Friday, November 27, 2009

oh boy

Wellll... im watching south park and ween were on it? Whaaa? Push the lil dasies? I was excited. and by excited... i mean mildly amused.

Moose is helping me type today.

Sooo ill start with the fun stuff before i go straight to bitching about my sister. So xtina, amber, and i went to sponge on wednesday! It was a lot of fun. Well first we got there kind of late, which means.. well doors were at 8 and we finally parked around 8:15... we couldnt find parking because all the floats for the thanksgiving parade were on woodward and thats where the Majestic is. anyway, we parked, got to the doors, and there were 10 people tops waiting outside, and they let us in after about 5 minutes. We found a setlist and as it turned out, there were 3 other bands before sponge and they didnt go on until midnight. We were kinds like... ehhh at first, but it gave us more drinking time. it was fun. there were burlesque acts between bands. they were kinda lame but we saw a lot of boobs with pasties on them.. and the bathroom was out of paper towels so i wiped my hands on my big black sweater thing, and one of the hot ladies was in there too and i let her use me as a paper towel. i was aroused. achacha. anyway.... xtina made out with 3 different boys. one tried to put his arm around me after they made out so i put my arm around amber and moved away. groossss. xtina was sloozin it up. it was funny. so sponge came on at midnight. they started with wax ecstatic and they played 3 out of 4 of their singles right away. but i was pumped about it. singer man was hot and he was right in front of us, it was cool. he had the hots for xtina?! she pulled in all the mens. he held her hands and sang to her literally 3 times. and during one of their last songs, he let a whole bunch of people on stage and he tried to get her to go up but she didnt. BUT she talked to him backstage and he blew all these other floozes off to talk to her... so i guess were gunna stalk sponge now. they play in pontiac the 26th and i think we goin. it was a fun night. it was long enough for most of our drunks to go away so we werent to crazy driving. we clearly ended out night at like 3am at the nip.

i worked 12 hours without a break today. gross.

thanksgiving was yesterday. it was just me and the parents. we all agreed eriks a pompous ass. those were my moms words. we talked at length about it. but you know how my mom is, after a while she gets huffy cuz she feels like she has to fix something. and im like mom were just venting. but she doesnt get it.

_TASK 1_:
Answer these about the blog post:
(a) What time were doors at the Majestic?
(b) At what time did Sponge come on?
(c) How many hours did the writer work without a break?
The blog post and the records that come next have nothing to do with each other.

_TASK DATA_:
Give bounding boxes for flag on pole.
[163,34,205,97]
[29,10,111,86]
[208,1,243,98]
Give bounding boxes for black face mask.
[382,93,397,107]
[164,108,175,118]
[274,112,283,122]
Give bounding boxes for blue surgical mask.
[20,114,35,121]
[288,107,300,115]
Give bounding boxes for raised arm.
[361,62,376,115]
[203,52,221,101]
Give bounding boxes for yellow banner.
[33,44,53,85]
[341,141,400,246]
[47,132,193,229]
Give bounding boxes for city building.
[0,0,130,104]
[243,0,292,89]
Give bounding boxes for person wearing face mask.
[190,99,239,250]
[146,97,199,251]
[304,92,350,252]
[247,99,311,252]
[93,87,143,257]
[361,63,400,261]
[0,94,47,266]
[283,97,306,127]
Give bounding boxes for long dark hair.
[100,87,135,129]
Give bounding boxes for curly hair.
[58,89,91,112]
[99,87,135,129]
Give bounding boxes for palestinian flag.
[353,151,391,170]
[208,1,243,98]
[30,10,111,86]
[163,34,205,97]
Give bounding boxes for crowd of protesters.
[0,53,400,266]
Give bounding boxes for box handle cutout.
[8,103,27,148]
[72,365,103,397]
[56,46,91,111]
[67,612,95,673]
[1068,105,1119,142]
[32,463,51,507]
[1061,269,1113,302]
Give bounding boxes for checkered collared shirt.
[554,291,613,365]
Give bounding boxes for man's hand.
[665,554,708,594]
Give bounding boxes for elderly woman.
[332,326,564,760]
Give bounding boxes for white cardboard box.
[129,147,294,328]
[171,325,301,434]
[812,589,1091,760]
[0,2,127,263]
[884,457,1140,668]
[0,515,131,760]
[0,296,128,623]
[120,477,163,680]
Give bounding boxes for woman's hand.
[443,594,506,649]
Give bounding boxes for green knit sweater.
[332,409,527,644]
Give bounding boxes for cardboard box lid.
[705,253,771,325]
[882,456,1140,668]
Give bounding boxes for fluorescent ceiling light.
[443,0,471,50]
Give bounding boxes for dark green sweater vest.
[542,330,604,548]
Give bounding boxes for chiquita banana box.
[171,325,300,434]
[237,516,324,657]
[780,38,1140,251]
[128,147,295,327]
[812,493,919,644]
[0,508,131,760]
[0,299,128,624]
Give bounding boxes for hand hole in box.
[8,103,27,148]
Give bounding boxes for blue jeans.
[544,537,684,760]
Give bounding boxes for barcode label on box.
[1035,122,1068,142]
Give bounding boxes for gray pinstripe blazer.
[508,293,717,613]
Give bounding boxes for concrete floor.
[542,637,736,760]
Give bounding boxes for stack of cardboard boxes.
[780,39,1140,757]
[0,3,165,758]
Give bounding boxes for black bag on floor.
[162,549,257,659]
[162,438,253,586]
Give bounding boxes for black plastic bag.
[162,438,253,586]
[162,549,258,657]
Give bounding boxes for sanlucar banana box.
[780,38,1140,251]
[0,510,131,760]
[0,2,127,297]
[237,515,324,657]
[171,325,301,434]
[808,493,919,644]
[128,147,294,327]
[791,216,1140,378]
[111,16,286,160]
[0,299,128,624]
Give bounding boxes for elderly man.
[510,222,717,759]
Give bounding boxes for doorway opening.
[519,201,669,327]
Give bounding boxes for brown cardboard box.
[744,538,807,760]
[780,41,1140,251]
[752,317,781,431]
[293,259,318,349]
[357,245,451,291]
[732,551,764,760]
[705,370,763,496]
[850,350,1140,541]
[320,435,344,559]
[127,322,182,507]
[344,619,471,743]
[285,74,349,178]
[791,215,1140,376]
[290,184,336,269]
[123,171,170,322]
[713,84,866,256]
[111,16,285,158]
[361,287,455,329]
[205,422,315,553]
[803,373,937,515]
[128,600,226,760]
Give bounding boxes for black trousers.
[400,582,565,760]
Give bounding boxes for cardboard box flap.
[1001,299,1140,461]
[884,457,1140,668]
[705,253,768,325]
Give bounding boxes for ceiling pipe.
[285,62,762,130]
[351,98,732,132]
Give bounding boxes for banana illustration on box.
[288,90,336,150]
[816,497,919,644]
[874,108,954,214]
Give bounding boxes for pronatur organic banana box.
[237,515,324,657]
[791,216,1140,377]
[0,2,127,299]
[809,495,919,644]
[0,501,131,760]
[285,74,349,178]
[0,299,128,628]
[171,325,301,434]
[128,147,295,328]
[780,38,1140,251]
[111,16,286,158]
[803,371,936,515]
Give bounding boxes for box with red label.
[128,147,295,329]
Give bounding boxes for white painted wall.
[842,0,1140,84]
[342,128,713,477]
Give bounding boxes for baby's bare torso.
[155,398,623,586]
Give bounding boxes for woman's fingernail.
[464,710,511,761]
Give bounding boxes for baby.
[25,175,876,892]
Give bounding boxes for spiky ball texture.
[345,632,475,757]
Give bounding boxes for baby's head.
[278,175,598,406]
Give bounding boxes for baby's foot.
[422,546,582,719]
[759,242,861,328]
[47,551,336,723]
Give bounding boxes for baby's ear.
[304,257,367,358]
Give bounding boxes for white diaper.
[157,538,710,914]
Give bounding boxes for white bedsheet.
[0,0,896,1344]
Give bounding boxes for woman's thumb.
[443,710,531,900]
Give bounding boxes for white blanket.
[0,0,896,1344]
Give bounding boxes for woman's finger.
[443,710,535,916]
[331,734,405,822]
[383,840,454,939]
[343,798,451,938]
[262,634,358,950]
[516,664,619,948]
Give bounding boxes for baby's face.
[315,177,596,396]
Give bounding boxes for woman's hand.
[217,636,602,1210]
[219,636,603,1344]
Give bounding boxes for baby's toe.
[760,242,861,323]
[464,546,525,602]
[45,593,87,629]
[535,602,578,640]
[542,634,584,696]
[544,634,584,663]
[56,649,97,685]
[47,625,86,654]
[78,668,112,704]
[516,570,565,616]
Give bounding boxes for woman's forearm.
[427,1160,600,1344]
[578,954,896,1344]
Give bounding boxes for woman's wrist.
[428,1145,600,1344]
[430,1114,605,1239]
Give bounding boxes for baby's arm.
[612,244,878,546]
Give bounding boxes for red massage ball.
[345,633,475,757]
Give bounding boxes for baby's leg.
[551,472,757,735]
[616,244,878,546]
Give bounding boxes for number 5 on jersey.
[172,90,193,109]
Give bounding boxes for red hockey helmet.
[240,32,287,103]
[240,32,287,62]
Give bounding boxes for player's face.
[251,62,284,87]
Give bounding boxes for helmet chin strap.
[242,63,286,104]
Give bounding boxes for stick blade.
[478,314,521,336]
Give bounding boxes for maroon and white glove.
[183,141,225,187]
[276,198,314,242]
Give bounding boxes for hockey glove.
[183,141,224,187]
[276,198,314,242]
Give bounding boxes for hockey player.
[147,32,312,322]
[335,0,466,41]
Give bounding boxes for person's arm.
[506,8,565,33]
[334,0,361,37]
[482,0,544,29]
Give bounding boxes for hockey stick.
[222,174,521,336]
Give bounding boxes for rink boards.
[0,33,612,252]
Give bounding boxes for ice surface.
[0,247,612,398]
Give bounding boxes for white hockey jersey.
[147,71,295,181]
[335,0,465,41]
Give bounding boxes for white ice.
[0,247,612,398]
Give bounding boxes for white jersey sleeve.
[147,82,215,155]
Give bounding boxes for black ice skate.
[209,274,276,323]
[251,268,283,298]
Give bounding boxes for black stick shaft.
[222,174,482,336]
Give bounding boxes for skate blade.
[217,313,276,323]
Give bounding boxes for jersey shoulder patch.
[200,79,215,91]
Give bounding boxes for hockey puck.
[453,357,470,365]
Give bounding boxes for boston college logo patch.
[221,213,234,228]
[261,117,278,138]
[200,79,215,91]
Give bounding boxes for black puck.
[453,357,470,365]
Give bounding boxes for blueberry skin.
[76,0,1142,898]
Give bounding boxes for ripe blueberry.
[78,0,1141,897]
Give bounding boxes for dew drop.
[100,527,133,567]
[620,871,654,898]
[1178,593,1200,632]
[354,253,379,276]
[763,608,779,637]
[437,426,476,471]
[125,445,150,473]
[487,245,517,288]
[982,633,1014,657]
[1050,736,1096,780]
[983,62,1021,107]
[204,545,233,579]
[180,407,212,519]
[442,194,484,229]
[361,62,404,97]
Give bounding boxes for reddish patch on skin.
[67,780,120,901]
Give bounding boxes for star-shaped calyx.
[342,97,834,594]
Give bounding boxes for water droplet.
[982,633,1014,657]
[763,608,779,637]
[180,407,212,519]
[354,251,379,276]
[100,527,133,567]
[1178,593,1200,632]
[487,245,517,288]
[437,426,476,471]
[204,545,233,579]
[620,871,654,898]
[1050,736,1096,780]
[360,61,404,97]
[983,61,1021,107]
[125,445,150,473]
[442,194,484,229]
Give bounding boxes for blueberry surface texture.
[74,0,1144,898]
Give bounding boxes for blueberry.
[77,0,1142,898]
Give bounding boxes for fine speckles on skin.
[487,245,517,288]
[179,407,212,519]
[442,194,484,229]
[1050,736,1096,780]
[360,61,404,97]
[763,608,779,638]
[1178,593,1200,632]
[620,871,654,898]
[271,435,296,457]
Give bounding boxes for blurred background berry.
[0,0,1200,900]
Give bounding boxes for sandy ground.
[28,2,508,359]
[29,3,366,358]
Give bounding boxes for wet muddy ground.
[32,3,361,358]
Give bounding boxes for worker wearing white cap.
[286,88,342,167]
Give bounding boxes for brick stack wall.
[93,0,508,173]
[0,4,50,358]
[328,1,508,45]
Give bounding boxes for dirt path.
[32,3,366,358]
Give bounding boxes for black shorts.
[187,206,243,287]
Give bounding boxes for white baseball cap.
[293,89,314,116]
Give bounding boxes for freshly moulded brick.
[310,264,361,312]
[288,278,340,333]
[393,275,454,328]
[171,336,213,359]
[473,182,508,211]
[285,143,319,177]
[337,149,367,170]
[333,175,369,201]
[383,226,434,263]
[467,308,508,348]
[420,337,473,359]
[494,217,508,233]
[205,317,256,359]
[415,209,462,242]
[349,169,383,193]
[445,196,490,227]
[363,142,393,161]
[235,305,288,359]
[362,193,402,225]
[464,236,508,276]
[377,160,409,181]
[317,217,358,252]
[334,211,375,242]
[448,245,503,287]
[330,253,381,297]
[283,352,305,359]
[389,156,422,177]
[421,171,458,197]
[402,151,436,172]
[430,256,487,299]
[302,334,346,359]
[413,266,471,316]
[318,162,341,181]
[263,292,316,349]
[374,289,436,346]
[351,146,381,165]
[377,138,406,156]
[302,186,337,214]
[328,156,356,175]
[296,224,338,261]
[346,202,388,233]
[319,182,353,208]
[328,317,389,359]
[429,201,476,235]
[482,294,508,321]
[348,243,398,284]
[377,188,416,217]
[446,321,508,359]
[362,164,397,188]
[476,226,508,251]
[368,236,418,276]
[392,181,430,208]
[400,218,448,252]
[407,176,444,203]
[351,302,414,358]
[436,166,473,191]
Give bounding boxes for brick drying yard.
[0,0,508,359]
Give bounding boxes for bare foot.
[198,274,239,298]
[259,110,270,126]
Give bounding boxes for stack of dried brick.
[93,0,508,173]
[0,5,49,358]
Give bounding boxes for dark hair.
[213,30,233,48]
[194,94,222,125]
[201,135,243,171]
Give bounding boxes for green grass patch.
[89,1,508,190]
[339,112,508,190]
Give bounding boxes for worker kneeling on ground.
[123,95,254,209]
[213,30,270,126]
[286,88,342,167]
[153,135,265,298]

_TASK 2_:
Output the records from the line containing "Give bounding boxes for sanlucar banana box." down to the line containing "[510,222,717,759]", both included, as a two-column CSV with columns request and answer. Give one row per request, with its text and its answer each in one quoted field and line breaks turned into spaces.

_FINISHED ANSWER 1_:
(a) 8
(b) Midnight
(c) 12

_FINISHED ANSWER 2_:
request,answer
"Give bounding boxes for sanlucar banana box.","[780,38,1140,251] [0,510,131,760] [0,2,127,297] [237,515,324,657] [171,325,301,434] [808,493,919,644] [128,147,294,327] [791,216,1140,378] [111,16,286,160] [0,299,128,624]"
"Give bounding boxes for elderly man.","[510,222,717,759]"